By Erin Hassanzadeh

MINNEAPOLIS (WCCO) — The Minnesota State Services for the Blind creates textbooks in braille for students across the state.

One textbook can cost $25 thousand to produce in a braille format. But those expensive master copies are currently vulnerable and not backed up.

In one year, Minnesota State Services for the Blind produces 450 thousand braille pages. Many of them have tactile images on them, but only have one master copy. So they turned to St. Thomas engineering students to solve that problem.

After years of hard work, these students created a laser scanner that will digitize all of the state’s braille textbook documents.

“I call them little works of art some of them are very complex like maps or biological diagrams,” said Allison O’Day, a braille specialist for the Minnesota State Services for the Blind. “If there was ever a fire or a flood or some sort of disaster we would lose all of those its like an art museum having a fire and losing all their artworks.”

Tasks to carry out:
A) According to the braille textbook article, why did Minnesota State Services for the Blind turn to St. Thomas engineering students?
B) Reproduce the braille textbook article verbatim from "By Erin Hassanzadeh" to "braille textbook documents.".

Data shown:
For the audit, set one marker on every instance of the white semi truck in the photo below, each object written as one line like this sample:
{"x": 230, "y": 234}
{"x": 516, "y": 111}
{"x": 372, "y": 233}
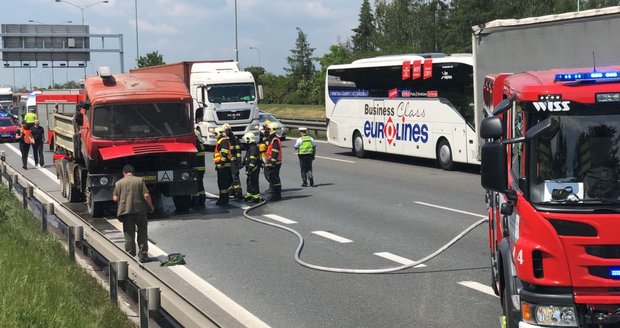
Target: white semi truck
{"x": 221, "y": 93}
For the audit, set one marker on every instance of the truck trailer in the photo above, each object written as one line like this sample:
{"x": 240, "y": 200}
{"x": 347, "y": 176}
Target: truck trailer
{"x": 222, "y": 93}
{"x": 577, "y": 39}
{"x": 139, "y": 119}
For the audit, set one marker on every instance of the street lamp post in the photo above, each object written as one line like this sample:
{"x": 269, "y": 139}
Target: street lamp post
{"x": 258, "y": 50}
{"x": 81, "y": 8}
{"x": 236, "y": 42}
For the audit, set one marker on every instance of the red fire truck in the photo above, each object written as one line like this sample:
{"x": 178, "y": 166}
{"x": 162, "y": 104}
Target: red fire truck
{"x": 550, "y": 167}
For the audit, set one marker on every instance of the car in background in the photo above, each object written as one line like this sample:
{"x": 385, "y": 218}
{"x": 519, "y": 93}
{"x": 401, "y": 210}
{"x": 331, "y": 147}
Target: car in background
{"x": 8, "y": 129}
{"x": 263, "y": 116}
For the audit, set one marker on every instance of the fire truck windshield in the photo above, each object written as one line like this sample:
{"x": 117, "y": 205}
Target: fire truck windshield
{"x": 578, "y": 160}
{"x": 140, "y": 121}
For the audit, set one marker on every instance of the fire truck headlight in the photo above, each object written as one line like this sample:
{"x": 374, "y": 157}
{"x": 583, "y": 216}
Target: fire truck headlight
{"x": 549, "y": 315}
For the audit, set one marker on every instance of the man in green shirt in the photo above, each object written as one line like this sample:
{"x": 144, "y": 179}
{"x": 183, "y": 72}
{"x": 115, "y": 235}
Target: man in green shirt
{"x": 134, "y": 201}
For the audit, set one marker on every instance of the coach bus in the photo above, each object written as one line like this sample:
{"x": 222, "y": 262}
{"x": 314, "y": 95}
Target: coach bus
{"x": 416, "y": 105}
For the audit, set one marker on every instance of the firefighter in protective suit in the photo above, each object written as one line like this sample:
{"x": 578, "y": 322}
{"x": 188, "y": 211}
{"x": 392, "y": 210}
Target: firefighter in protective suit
{"x": 235, "y": 163}
{"x": 199, "y": 165}
{"x": 222, "y": 159}
{"x": 274, "y": 162}
{"x": 252, "y": 163}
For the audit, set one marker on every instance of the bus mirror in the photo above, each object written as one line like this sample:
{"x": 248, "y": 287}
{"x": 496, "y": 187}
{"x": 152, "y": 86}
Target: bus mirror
{"x": 493, "y": 169}
{"x": 491, "y": 128}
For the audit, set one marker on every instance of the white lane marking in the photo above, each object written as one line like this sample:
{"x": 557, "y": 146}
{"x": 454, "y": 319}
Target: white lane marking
{"x": 230, "y": 306}
{"x": 31, "y": 161}
{"x": 451, "y": 209}
{"x": 333, "y": 237}
{"x": 398, "y": 259}
{"x": 335, "y": 159}
{"x": 279, "y": 219}
{"x": 479, "y": 287}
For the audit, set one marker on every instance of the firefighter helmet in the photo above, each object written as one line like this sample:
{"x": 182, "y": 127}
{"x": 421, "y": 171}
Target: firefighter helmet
{"x": 249, "y": 137}
{"x": 273, "y": 126}
{"x": 219, "y": 131}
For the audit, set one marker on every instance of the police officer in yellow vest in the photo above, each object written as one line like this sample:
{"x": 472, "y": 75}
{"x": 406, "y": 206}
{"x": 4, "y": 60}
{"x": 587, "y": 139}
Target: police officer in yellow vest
{"x": 199, "y": 165}
{"x": 222, "y": 159}
{"x": 306, "y": 149}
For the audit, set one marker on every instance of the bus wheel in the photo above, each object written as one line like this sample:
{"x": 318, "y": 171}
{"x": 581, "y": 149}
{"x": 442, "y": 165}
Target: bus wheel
{"x": 358, "y": 145}
{"x": 444, "y": 155}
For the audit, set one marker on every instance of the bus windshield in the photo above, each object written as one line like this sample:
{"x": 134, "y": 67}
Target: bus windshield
{"x": 578, "y": 158}
{"x": 234, "y": 92}
{"x": 139, "y": 121}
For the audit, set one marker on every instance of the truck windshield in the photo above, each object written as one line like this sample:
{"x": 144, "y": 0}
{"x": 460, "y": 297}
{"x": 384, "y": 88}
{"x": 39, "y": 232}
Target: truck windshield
{"x": 234, "y": 92}
{"x": 139, "y": 121}
{"x": 578, "y": 161}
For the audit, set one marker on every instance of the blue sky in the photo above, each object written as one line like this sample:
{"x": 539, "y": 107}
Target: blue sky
{"x": 189, "y": 30}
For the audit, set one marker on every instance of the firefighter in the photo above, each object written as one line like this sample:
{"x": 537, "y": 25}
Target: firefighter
{"x": 235, "y": 167}
{"x": 274, "y": 162}
{"x": 262, "y": 149}
{"x": 199, "y": 165}
{"x": 222, "y": 159}
{"x": 252, "y": 163}
{"x": 306, "y": 149}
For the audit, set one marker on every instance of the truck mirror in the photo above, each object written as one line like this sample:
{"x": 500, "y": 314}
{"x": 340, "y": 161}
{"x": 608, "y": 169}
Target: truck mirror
{"x": 493, "y": 172}
{"x": 502, "y": 107}
{"x": 491, "y": 128}
{"x": 199, "y": 114}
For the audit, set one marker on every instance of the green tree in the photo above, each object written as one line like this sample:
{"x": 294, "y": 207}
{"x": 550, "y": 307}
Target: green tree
{"x": 365, "y": 31}
{"x": 151, "y": 59}
{"x": 301, "y": 60}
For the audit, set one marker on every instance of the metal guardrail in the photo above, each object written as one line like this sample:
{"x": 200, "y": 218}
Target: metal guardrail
{"x": 313, "y": 126}
{"x": 180, "y": 308}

Results:
A) Many of the 450 thousand braille pages the agency produces each year have tactile images but exist as only one master copy, so these costly masters are vulnerable and not backed up. The agency sought the students' help to solve that problem, and the students built a laser scanner to digitize the documents.

B)
By Erin Hassanzadeh

MINNEAPOLIS (WCCO) — The Minnesota State Services for the Blind creates textbooks in braille for students across the state.

One textbook can cost $25 thousand to produce in a braille format. But those expensive master copies are currently vulnerable and not backed up.

In one year, Minnesota State Services for the Blind produces 450 thousand braille pages. Many of them have tactile images on them, but only have one master copy. So they turned to St. Thomas engineering students to solve that problem.

After years of hard work, these students created a laser scanner that will digitize all of the state’s braille textbook documents.